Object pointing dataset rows
#####
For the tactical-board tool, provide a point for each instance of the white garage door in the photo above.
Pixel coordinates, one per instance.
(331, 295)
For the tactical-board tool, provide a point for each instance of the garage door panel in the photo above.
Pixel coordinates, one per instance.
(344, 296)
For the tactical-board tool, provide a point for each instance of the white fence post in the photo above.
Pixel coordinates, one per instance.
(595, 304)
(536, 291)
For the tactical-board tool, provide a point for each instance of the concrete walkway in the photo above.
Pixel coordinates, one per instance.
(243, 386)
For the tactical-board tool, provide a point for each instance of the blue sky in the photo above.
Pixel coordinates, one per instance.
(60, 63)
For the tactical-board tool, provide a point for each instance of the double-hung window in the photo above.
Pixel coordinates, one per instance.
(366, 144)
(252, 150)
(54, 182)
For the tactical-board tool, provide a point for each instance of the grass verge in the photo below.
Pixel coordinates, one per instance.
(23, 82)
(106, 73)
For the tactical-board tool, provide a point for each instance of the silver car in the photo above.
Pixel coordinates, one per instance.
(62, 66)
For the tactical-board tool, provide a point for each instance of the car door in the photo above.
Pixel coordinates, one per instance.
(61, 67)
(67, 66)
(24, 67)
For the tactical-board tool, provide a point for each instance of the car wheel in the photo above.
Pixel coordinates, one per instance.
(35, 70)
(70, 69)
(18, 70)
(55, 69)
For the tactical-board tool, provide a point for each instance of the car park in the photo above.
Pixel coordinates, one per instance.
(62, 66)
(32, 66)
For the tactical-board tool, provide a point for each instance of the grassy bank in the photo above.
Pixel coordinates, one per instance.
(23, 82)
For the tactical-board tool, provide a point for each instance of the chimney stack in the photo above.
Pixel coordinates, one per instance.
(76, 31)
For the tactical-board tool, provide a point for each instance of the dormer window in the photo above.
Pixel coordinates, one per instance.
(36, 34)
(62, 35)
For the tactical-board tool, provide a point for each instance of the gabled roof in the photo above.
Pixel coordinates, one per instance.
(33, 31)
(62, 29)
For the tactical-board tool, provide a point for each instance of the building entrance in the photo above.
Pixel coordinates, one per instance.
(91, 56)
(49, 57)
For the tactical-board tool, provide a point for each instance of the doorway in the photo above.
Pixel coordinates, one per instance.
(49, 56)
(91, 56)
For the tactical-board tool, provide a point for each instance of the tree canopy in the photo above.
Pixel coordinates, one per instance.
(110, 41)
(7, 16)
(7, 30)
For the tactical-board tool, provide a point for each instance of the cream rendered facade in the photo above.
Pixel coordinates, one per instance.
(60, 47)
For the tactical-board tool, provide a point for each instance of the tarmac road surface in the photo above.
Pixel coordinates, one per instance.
#####
[Objective]:
Swap "tactical-board tool" for "labeling tool" in the rows starting at the line containing "car in the photo above." and ending at the last row, leaving everything else unchanged. Return only those lines.

[Result]:
For the labeling tool, provide a point for each instance of the silver car in the photo above.
Pixel coordinates, one per instance.
(62, 66)
For the labeling tool, provide a point for each instance of the car door in the photo above.
Pixel coordinates, one per instance.
(61, 67)
(67, 66)
(24, 67)
For the labeling tool, provide a point for each instance of the car wheel in the photo above.
Pixel coordinates, one per instance.
(35, 70)
(70, 69)
(18, 70)
(55, 69)
For the labeling tool, provide a point for each instance of the car park in the photo above.
Pixel coordinates, one per instance.
(62, 66)
(32, 66)
For the labeling tool, provide a point for each instance of the grassy bank in the photo above.
Pixel coordinates, one per instance.
(23, 82)
For the labeling tool, provide a point for each instance of the chimney stack in the photo above.
Pixel coordinates, one per instance.
(76, 31)
For the labeling tool, provide a point for each instance of the dormer window in the photo above.
Pixel coordinates, one per instance.
(36, 34)
(62, 35)
For the labeling tool, provide a point for each instance of the gabled roof in the photo above.
Pixel coordinates, one per instance.
(33, 31)
(62, 29)
For the labeling tool, provide a point for each instance of the building entrance in the photo above.
Pixel coordinates, one per instance.
(91, 56)
(49, 57)
For the labeling tool, provide a point for each instance of the doorway in the photo above.
Pixel coordinates, one per instance.
(49, 56)
(91, 56)
For the labeling tool, provide a point for each instance of the tree canopy in the photo above.
Pixel coordinates, one per instance.
(110, 41)
(7, 16)
(7, 30)
For the labeling tool, provide a point for each instance of the cream rendered facade in the photo above.
Pixel coordinates, one per instance.
(60, 47)
For the labeling tool, provide a point for each instance of the tarmac road surface in the photo above.
Pixel coordinates, one per instance.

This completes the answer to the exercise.